§ **Aim of the task**
Give the listing again in full, exactly as written.

[START OF Dataset entries]

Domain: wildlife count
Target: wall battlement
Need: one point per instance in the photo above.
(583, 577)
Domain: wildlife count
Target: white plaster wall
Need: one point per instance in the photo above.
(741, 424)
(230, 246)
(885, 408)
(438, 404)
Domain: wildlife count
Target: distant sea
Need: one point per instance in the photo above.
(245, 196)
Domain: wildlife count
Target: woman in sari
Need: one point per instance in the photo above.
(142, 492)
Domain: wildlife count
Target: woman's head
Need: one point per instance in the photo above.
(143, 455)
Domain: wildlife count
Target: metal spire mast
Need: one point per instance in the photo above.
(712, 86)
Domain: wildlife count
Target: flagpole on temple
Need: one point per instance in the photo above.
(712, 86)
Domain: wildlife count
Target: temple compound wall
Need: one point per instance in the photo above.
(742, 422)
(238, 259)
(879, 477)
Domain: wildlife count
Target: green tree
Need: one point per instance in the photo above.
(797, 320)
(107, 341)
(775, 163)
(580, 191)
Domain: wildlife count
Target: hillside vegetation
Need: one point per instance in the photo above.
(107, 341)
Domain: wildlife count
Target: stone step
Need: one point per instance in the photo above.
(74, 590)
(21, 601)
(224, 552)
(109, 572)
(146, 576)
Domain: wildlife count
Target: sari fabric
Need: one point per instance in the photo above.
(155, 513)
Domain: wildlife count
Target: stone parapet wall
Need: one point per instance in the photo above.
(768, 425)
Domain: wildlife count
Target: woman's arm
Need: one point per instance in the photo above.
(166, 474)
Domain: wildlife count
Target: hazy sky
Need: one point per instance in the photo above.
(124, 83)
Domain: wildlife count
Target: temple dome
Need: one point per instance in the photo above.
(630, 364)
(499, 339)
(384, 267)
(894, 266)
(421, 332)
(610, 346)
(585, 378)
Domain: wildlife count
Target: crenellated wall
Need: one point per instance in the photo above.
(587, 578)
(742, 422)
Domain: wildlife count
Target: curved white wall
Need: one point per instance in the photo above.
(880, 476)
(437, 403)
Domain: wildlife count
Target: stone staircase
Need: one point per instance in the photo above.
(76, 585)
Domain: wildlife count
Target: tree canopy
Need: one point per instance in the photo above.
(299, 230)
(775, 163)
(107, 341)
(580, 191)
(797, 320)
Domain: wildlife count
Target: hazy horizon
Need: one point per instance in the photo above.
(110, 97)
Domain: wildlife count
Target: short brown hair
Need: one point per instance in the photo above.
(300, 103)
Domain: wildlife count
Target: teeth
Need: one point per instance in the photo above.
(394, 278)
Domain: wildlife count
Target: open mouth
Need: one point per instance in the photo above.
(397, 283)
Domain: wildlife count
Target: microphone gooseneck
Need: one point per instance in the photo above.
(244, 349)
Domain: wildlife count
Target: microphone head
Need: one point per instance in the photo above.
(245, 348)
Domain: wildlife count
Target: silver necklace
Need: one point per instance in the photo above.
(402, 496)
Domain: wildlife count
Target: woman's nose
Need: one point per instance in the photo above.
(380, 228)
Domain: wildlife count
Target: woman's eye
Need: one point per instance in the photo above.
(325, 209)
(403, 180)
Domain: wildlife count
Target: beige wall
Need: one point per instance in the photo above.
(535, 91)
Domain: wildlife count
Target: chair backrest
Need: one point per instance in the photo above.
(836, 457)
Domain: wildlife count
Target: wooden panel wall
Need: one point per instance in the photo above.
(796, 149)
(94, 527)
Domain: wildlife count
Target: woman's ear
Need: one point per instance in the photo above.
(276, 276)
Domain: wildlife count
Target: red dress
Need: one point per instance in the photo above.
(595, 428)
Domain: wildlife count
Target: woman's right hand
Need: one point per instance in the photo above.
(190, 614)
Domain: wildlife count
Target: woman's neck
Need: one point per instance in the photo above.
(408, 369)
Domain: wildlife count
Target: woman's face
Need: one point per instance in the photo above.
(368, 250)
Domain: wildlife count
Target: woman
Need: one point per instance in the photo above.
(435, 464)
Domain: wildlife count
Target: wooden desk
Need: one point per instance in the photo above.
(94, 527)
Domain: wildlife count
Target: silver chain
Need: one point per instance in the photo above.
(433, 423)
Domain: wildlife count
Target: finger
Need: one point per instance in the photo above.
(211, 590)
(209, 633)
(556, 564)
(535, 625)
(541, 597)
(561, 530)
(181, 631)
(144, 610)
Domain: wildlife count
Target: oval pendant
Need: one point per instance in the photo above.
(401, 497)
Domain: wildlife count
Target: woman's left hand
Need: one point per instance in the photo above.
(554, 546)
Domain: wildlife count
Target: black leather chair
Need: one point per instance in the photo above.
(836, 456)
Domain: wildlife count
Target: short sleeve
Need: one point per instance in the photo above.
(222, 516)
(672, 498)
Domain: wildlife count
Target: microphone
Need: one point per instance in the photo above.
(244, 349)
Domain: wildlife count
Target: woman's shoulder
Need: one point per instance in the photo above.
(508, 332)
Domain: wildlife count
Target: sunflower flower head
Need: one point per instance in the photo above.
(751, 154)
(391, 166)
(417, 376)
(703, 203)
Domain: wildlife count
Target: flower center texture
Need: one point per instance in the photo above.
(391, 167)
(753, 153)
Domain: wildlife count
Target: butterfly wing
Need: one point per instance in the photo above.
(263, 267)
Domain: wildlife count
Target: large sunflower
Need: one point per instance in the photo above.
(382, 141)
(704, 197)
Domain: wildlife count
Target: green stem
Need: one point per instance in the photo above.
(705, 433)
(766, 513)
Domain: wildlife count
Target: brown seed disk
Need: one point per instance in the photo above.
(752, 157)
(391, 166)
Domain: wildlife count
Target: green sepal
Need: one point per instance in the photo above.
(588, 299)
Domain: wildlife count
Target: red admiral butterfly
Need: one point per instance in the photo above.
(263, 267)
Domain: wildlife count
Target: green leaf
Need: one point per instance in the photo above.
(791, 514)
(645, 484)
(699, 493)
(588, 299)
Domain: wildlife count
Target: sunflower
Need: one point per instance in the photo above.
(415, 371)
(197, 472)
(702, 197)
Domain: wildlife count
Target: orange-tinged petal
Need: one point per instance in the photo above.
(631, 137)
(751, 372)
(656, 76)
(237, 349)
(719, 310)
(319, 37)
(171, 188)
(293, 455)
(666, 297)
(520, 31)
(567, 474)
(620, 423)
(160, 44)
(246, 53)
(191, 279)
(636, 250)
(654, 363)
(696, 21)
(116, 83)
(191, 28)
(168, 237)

[END OF Dataset entries]

§ **Task response**
Domain: wildlife count
Target: wall battlement
Need: one point per instance in the photo above.
(583, 577)
Domain: wildlife count
Target: white plaster wall
Need: one point per instance in the photo above.
(741, 424)
(230, 246)
(885, 408)
(438, 404)
Domain: wildlife count
Target: distant sea
Need: one point per instance in the photo above.
(245, 196)
Domain: wildlife count
Target: woman in sari
Need: one point per instance in the photo above.
(142, 492)
Domain: wildlife count
Target: woman's head
Need: one point per instance in the photo above.
(143, 455)
Domain: wildlife count
Target: metal spire mast
Need: one point per instance in the photo above.
(712, 86)
Domain: wildlife count
Target: flagpole on temple
Need: one point per instance in the photo above.
(712, 86)
Domain: wildlife count
Target: temple compound wall
Need: one point per instance in the photo above.
(742, 422)
(238, 259)
(879, 477)
Domain: wildlife count
Target: green tree
Need: one point per instance in the photo above.
(797, 320)
(107, 341)
(775, 163)
(580, 191)
Domain: wildlife count
Target: hillside vegetation
Need: one point per instance in the photo above.
(107, 341)
Domain: wildlife count
Target: stone step
Need: one point per instance in the photo above.
(74, 590)
(21, 601)
(224, 552)
(109, 572)
(146, 576)
Domain: wildlife count
Target: sari fabric
Need: one point per instance in the photo above.
(155, 513)
Domain: wildlife count
Target: stone parapet wall
Need: one point per instance in the photo above.
(768, 425)
Domain: wildlife count
Target: woman's arm
Need: one point per instance in the photo above.
(166, 474)
Domain: wildlife count
Target: hazy sky
Need: one point per instance in the photo above.
(124, 83)
Domain: wildlife count
Target: temple dome
Need: one point per instance in the photo above.
(630, 364)
(499, 339)
(384, 267)
(894, 266)
(421, 332)
(610, 346)
(585, 378)
Domain: wildlife count
Target: crenellated wall
Need: one point per instance in the photo above.
(587, 578)
(742, 422)
Domain: wildlife count
Target: curved white wall
Need: one point per instance in the photo above.
(880, 476)
(437, 403)
Domain: wildlife count
Target: stone staircase
Need: one point per instance in the photo above.
(76, 585)
Domain: wildlife count
Target: tree canopy
Need: one point per instance in the photo above.
(299, 230)
(775, 163)
(107, 341)
(580, 191)
(797, 320)
Domain: wildlife count
Target: hazy horizon
Need: one point per instance in the photo above.
(110, 97)
Domain: wildlife count
Target: short brown hair
Need: one point per instance in the photo above.
(300, 103)
Domain: wildlife count
Target: teeth
Need: one point per instance in the photo above.
(394, 278)
Domain: wildlife count
Target: open mouth
Need: one point per instance in the photo above.
(397, 283)
Domain: wildlife count
Target: microphone gooseneck
Need: one point per instance in the photo above.
(244, 349)
Domain: wildlife count
Target: microphone head
Need: one point per instance in the photo above.
(245, 348)
Domain: wildlife count
Target: silver necklace
Need: one point per instance in the photo above.
(402, 496)
Domain: wildlife count
Target: woman's nose
Need: one point per instance in the photo above.
(380, 228)
Domain: wildlife count
Target: woman's eye
Need: one point per instance in the photo above.
(325, 209)
(403, 180)
Domain: wildlife count
Target: beige wall
Need: one point per instance in the photo above.
(535, 91)
Domain: wildlife count
Target: chair backrest
Need: one point per instance in the photo above.
(836, 457)
Domain: wildlife count
Target: wooden panel wall
Need: one point per instance in the photo above.
(796, 149)
(94, 527)
Domain: wildlife count
Target: woman's ear
Need: one point per instance in the photo above.
(276, 276)
Domain: wildlife count
Target: red dress
Need: one point per instance in the photo above.
(595, 428)
Domain: wildlife count
Target: woman's right hand
Need: one point per instance in the photo above.
(190, 614)
Domain: wildlife count
Target: woman's neck
Need: one point per instance in the photo above.
(408, 369)
Domain: wildlife count
Target: woman's face
Need: one point per instance in the photo above.
(368, 250)
Domain: wildlife count
Target: woman
Need: one point per instance in the photo above.
(435, 464)
Domain: wildlife count
Target: wooden desk
Need: one point per instance in the photo above.
(94, 527)
Domain: wildlife count
Target: silver chain
Need: one point per instance in the photo above.
(433, 423)
Domain: wildlife count
Target: finger
Need: one point per instance in the photo above.
(211, 590)
(209, 633)
(556, 564)
(535, 625)
(541, 597)
(561, 530)
(181, 631)
(144, 610)
Domain: wildlife count
Target: oval pendant
Need: one point per instance in the photo above.
(401, 497)
Domain: wildlife count
Target: woman's left hand
Need: one point per instance in the photo above.
(554, 546)
Domain: wildlife count
Target: black leather chair
Need: one point per instance in the photo above.
(836, 456)
Domain: wildlife count
Target: short sleeve
Need: one point per instance in the photo above.
(222, 516)
(672, 498)
Domain: wildlife count
Target: microphone
Need: one point per instance in the photo above.
(244, 349)
Domain: wildlife count
Target: woman's shoulder
Need: one point per instance in the photo above.
(508, 332)
Domain: wildlife count
Target: sunflower flower head
Need: one point per instance in the photo above.
(751, 154)
(391, 166)
(417, 376)
(703, 203)
Domain: wildlife count
Target: flower center texture
Need: one point per instance in the photo above.
(391, 167)
(753, 153)
Domain: wildlife count
Target: butterfly wing
Need: one point per instance in the photo above.
(263, 267)
Domain: wildlife count
Target: large sunflower
Need: one point per instance in the photo above.
(382, 141)
(704, 197)
Domain: wildlife count
Target: green stem
Need: one point per instance in the photo above.
(705, 433)
(766, 513)
Domain: wildlife count
Target: brown seed disk
Need: one point per instance in the photo above.
(752, 157)
(391, 166)
Domain: wildlife count
Target: green sepal
Need: one point per instance in the photo above.
(588, 299)
Domain: wildlife count
Target: red admiral butterfly
Need: one point per instance in the photo above.
(263, 267)
Domain: wildlife count
Target: green leaf
Need: one point per instance in the photo above.
(791, 514)
(645, 484)
(699, 493)
(588, 299)
Domain: wildlife count
Target: sunflower
Need: one point per instance in the photo above.
(415, 371)
(197, 472)
(702, 197)
Domain: wildlife count
Target: orange-tinged petal
Need: one point per instance in the photo above.
(631, 137)
(751, 372)
(656, 76)
(237, 349)
(719, 310)
(319, 37)
(171, 188)
(293, 455)
(666, 297)
(520, 31)
(567, 474)
(620, 423)
(160, 44)
(246, 53)
(191, 279)
(636, 250)
(654, 363)
(696, 21)
(116, 83)
(191, 28)
(168, 237)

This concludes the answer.